Görevleriniz —
a: Kayıtlarda "Practice step: locate the sloth in" ifadesini içeren satırdan başlayıp "(1326, 293)" ifadesini içeren satırda biten bölümü, boş satırları almadan, Sıra No ve Satır sütunlarından oluşan bir Markdown tablosuna dönüştürünüz.
b: SPK'nın kaldıraçlı alım satım işlemlerine getirdiği düzenlemeyi konu alan metni kaldığı yerden sürdürünüz.

Alıntılanan Metin —
■ ■ ■ ■ ■
Destek Menkul Değerler AŞ Genel Müdürü Tuna Yılmaz: “Son tebliğ ‘düzen’ odaklı”
Sermaye Piyasası Kurulunun (SPK) kaldıraçlı alım satım (foreks) işlemlerine ilişkin getirdiği yeni düzenleme piyasanın kafasını karıştırdı. Tebliğle, Türk lirası, Amerikan doları ve euronun birbirlerine karşı olan değişim oranlarını esas alan varlıklar ile altına dayalı kaldıraçlı işlemlerde kaldıraç oranı azami 100:1, bunlar dışındaki varlıklarda azami 50:1 olarak belirlendi. Ayrıca, profesyonel yatırımcılar dışında kalan ve düşük miktarlarla işlem yapan yatırımcıların risklerini sınırlamak amacıyla hesap açılışı sırasında başlangıç teminat tutarı 20 bin lira veya muadili döviz tutarının altında olan müşteriler için belirlenen kaldıraç oranlarının yarısının uygulanması esası getirildi. Tebliğde nakit çekilmesi halinde kaldıraç oranının yarıya düşürülmesine ilişkin de bir düzenleme yapıldı.
SPK tebliğe ilişkin yaptığı açıklamada, “Yüksek kaldıraç oranı kullanılması paritelerde oluşan sınırlı dalgalanmalarda dahi yatırılan teminatın tamamının kısa sürede kaybedilmesi riskine yol açabilmektedir. Getirilen düzenleme kaldıraç oranlarını sınırlamak suretiyle bu riskin bir ölçüde azaltılmasını amaçlamaktadır” ifadelerine yer verildi. Konuyla ilgili görüşlerini aldığımız Destek Menkul Değerler Genel Müdürü Tuna Yılmaz ise, küçük parayla işlem yapmak isteyenlerin bu düzenleme ile yurtdışına kayabileceğine dikkat çekti.
“YATIRIMCILARIN BİR KISMI DÜZENLEMEDEN MEMNUN DEĞİL”
Yapılan bu düzenlemeyle birlikte kaldıraç oranlarında oluşan karmaşık şeklin yatırımcıların büyük bir bölümü tarafından memnuniyetle karşılanmadığına dikkat çeken Yılmaz, “Kaldıraç sistemindeki bu değişiklik yatırımcı memnuniyetsizliğinin yanında operasyonel sorunları da beraberinde getirdi. Teknik olarak aracı tüm kurumlar bu düzenlemeyle birlikte çok sayıda sorunla karşı karşıya kaldı. Özellikle de Türkiye’de Forex piyasasında işlem yapma şartları ağırlaştırılırken yurt dışında bu sistemin kolay işlemesi yatırımcıyı yurt dışı piyasaya kaydırıyor” şeklinde konuştu.
■ ■ ■ ■ ■
Kayıtlar —
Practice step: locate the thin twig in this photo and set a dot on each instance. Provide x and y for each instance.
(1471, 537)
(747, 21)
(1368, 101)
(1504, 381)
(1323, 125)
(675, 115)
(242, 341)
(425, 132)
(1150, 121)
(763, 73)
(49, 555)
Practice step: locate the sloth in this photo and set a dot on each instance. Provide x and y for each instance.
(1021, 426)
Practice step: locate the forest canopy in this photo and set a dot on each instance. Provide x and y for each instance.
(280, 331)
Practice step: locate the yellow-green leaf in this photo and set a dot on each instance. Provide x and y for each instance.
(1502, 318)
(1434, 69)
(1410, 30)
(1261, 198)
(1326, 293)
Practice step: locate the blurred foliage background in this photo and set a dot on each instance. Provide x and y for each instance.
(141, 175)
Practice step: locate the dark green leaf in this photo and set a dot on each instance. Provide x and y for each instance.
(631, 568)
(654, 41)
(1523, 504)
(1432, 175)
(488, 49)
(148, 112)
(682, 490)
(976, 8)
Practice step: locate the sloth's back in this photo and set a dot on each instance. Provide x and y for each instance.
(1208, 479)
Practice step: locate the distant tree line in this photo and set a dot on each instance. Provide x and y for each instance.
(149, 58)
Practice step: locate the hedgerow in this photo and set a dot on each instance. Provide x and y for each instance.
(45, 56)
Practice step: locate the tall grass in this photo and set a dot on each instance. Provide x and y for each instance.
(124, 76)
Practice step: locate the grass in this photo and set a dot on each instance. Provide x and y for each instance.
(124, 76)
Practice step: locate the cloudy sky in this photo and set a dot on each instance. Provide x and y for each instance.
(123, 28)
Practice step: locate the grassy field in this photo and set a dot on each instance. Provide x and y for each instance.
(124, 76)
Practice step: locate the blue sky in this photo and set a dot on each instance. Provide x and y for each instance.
■ ■ ■ ■ ■
Yazılı Yanıtlar —
a:
| Sıra No | Satır |
|---|---|
| 1 | Practice step: locate the sloth in this photo and set a dot on each instance. Provide x and y for each instance. |
| 2 | (1021, 426) |
| 3 | Practice step: locate the forest canopy in this photo and set a dot on each instance. Provide x and y for each instance. |
| 4 | (280, 331) |
| 5 | Practice step: locate the yellow-green leaf in this photo and set a dot on each instance. Provide x and y for each instance. |
| 6 | (1502, 318) |
| 7 | (1434, 69) |
| 8 | (1410, 30) |
| 9 | (1261, 198) |
| 10 | (1326, 293) |

b:
Tebliğle ayrıca, müşterilere kaldıraçlı alım satım işlemlerine ilişkin olarak hesap açılışı öncesi, asgari unsurlarının Türkiye Sermaye Piyasaları Birliği (TSPB) tarafından belirlenecek ve gerçek zamanlı fiyatlar üzerinden çalışacak bir deneme hesabı üzerinden işlem yaptırılması zorunluluğu getirildiği belirtildi. Buna göre, deneme hesabının gerçek zamanlı fiyatlar üzerinden işlemesinin ve müşterinin deneme hesabını asgari 6 iş günü süreyle çalıştırarak toplamda asgari 50 adet işlem yapmasının zorunlu hale getirildiği ifade edilen açıklamada, böylelikle yatırımcıların işlemlere başlamadan önce karşılaşabilecekleri durumları tecrübe etmelerinin sağlanmış olacağı dile getirildi. Konuyu değerlendiren Yılmaz, yeni uygulama ile getirilen 6 gün deneme işlem yapma zorunluluğu acil olacak şekilde gerçek işlem yapmak isteyen yatırımcıları zor durumda bırakacağını belirtti. Yılmaz şöyle devam etti; “SPK’nın yakın zamanda yayınlamasını beklediğimiz rehberle birlikte yeni sistemin daha da anlaşılır şekilde netlik kazanmasını bekliyoruz. Forex’in yapısı gereği riskli bir piyasa olduğunu biliyoruz.Sektörde zarar oranının yüksel olmasını da elbette hoş karşılamıyoruz. Yapılan düzenlemelerin piyasayı iyileştirici yönde olması temennimizdir. Bu amaçla yapılan düzenlemelerin her daim yanındayız. Ancak bakıldığında aracı kurumlar olarak her ne kadar bu düzenlemeye ayak uydurmaya çalışsak da yatırımcıların bu karmaşık kaldıraç sistemine uyum sağlaması zaman alacağa benziyor”.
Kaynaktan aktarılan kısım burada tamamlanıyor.